Questions on the material:
(1) In the credit risk contagion text, what do current approaches use to explain correlation between companies?
(2) Name every consequence that the credit risk contagion text attributes to recognizing that credit events can be transmitted by business relationships between companies.
(3) Write the next part of the text on credit risk contagion, picking up after its final sentence.

Credit risk contagion
Current approaches to credit risk modelling typically explain correlation between companies by their exposure to common macroeconomic and financial risk factors. However, this explanation must be incomplete as common sense tells us that a credit event at one company affects the solvency of related companies directly. This effect is known intuitively by risk managers and regulators, which is why they track the interconnectedness of the companies they oversee. In this article, we suggest a way of adding the idiosyncratic interconnectedness of companies to existing portfolio models. In these models, the default of individual companies is considered to be independent, conditional on the overall state of the market. In the model presented in this article, the default of individual companies also depends on the default state of all related companies in the previous time step. By recognising that credit events can be transmitted by business relationships between companies, clusters of defaults become more likely. This in turn increases the concentration of loss events and the capital requirements.

Provided material:
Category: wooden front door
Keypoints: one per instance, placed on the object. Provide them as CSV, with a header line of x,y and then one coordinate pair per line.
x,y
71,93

Results:
(1) Their exposure to common macroeconomic and financial risk factors.

(2)
- Clusters of defaults become more likely.
- The concentration of loss events increases.
- The capital requirements increase.

(3)
This article presents an approach to modelling this 'credit contagion', the spread of credit events between related companies. Previous approaches have considered adding contagion effects into credit risk models, but have generally required a complex implementation. In our approach, we combine credit contagion with the general factor correlation of a standard Merton portfolio model to create a model that is relatively straightforward to implement and parameterise. In this model, if one firm is 'infected' by a credit event, there will be a knock-on effect on related firms, and the effect is proportional to the strength of the relationship. Specifically, in the time period following the credit event, the asset value of the infected firm's suppliers will decrease by an amount proportional to the strength of the sales relationship between them.
The contagion risk part of the model is inspired by modern epidemic models (see, for example, Halloran et al, 2002). These models relate the risk of contagion between two individuals in a population to the closeness of their relationship. In general, infected individuals are most likely to infect their family members, somewhat less likely to infect their fellow workers and students, and relatively unlikely to infect random members of the public. Each new infection sets off another chain of contagion. Readers who have school-age children, or who have co-workers who do, will be aware of this effect.